#### Work request:
In the entries below, how many lines contain the word "pairs"? State the number and nothing more.

#### Input material:
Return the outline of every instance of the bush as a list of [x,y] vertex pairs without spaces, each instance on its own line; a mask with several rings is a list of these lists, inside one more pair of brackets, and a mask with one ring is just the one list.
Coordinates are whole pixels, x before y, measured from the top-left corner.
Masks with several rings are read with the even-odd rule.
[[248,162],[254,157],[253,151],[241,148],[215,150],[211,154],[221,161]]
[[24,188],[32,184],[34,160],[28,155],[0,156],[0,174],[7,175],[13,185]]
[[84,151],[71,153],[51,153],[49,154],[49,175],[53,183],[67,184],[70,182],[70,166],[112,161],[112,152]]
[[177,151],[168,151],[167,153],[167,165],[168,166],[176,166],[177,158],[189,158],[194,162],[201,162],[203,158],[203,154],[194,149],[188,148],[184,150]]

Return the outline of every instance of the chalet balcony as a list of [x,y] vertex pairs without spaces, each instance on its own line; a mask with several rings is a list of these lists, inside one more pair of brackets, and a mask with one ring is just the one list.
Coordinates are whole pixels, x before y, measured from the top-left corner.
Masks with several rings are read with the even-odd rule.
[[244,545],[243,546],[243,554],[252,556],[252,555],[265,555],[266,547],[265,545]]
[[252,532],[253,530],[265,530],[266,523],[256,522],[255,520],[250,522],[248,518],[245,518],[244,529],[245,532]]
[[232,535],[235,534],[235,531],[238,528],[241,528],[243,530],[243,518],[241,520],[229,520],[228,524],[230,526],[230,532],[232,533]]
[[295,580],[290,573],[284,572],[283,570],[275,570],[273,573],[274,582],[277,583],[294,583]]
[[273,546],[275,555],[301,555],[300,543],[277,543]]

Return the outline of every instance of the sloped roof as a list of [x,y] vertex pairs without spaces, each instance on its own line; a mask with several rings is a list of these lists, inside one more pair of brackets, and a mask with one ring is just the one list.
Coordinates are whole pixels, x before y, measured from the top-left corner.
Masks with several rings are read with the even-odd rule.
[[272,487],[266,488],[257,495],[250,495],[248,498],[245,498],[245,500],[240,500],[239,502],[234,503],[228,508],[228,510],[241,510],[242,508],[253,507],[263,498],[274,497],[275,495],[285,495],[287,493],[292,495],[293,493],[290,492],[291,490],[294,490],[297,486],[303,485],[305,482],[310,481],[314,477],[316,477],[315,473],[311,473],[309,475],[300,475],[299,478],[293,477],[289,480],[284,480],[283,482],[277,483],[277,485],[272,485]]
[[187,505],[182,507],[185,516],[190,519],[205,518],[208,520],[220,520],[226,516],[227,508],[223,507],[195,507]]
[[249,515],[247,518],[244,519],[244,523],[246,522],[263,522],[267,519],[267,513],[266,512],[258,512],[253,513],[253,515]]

#### Written answer:
3